Other public policy


Everything you ever need to know about housing policy

It’s the land, not the house


Arguments about housing can degenerate into trench warfare as protagonists push their solutions to our housing shortage – provide more help for buyers, free up supply constraints, ease zoning rules, build public housing, abolish negative gearing breaks, stop immigration …

Brendan Coates of the Grattan Institute has used housing as a theme for the Annual Henry George Commemorative Lecture, with the title The Great Australian Nightmare.

Henry George believed that because the supply of land is fixed, unlike other factors of production (labour and capital) its owners enjoy economic rent, and that therefore land ownership is the main source of inequality. He advocated land tax as the main means of collecting public revenue.

George’s ideas went out of fashion as, in confirmation of Marx’s ideas, ownership of capital became the main source of inequality as agricultural productivity improved, and as settler societies in the New World stole more land from original owners.

But land ownership should be back on the agenda Coates suggests. His concern is urban land this time, because its owners are enjoying economic rent manifest as income and wealth accumulation (and “rent” in the everyday use of the term).

That’s the theoretical background to his presentation. It is also replete with data on housing. He corrects a few myths: young people aren’t blowing their income on smashed avocado rather than saving for a deposit; immigrants do add to housing demand and push up prices, but only by a small amount; some property developers are quite reasonably demanding that zoning laws are impeding construction of the type of housing people want because not everyone wants a free-standing house on a 0.1 hectare block.

For public policy responses, he urges a raft of reforms, rather than a focus on one issue.

- [Instructions to follow] Rewrite the passage of the housing policy article that begins with "Arguments about housing" and ends after "collecting public revenue.", changing every "housing" to "shelter".

- [Entries shown]
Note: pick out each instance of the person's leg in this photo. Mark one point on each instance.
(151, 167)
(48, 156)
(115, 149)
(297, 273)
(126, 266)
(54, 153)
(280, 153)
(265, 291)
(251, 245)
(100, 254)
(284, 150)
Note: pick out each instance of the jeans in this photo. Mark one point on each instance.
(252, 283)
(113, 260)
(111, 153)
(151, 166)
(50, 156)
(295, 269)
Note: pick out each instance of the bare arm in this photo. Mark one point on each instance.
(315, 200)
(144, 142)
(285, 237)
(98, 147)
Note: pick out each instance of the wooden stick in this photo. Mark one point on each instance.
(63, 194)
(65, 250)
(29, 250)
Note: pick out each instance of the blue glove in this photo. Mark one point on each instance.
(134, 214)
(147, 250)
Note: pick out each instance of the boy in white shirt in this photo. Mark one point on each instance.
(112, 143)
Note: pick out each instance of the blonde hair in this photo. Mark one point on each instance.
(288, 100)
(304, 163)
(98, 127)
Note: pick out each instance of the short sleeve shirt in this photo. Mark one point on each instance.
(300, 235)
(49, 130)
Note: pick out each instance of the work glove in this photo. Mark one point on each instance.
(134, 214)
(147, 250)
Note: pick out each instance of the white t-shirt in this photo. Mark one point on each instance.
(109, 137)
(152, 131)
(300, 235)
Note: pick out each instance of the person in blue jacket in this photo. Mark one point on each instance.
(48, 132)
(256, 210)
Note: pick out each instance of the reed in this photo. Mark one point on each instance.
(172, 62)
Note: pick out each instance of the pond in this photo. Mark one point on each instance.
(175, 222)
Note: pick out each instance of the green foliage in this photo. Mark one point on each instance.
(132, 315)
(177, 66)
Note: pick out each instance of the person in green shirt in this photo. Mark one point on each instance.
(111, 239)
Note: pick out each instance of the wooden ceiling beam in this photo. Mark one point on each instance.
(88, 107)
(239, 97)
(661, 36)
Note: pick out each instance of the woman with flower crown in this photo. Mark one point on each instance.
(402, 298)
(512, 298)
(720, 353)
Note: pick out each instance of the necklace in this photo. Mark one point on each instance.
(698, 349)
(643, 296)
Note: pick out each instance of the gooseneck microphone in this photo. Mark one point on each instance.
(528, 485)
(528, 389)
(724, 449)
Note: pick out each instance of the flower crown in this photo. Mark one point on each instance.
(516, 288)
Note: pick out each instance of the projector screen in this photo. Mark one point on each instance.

- [Exercise response]
Arguments about shelter can degenerate into trench warfare as protagonists push their solutions to our shelter shortage – provide more help for buyers, free up supply constraints, ease zoning rules, build public shelter, abolish negative gearing breaks, stop immigration …

Brendan Coates of the Grattan Institute has used shelter as a theme for the Annual Henry George Commemorative Lecture, with the title The Great Australian Nightmare.

Henry George believed that because the supply of land is fixed, unlike other factors of production (labour and capital) its owners enjoy economic rent, and that therefore land ownership is the main source of inequality. He advocated land tax as the main means of collecting public revenue.